**Goal**:
Please pick out every line in the listing that contains the string "Locate" and copy each one. Case counts.

Begin Data extract

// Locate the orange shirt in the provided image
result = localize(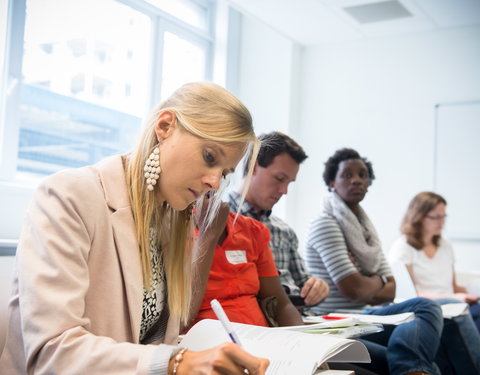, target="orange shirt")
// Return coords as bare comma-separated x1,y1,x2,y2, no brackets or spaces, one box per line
194,212,278,326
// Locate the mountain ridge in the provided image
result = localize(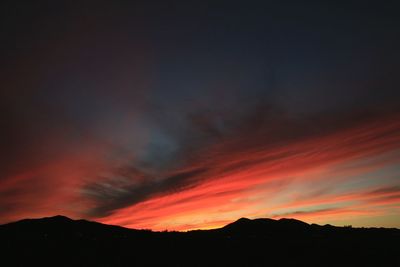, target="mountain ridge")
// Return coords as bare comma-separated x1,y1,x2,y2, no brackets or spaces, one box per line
0,216,400,266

End Data extract

**Task output**:
// Locate the orange shirt in the provided image
// Locate the mountain ridge in the provided image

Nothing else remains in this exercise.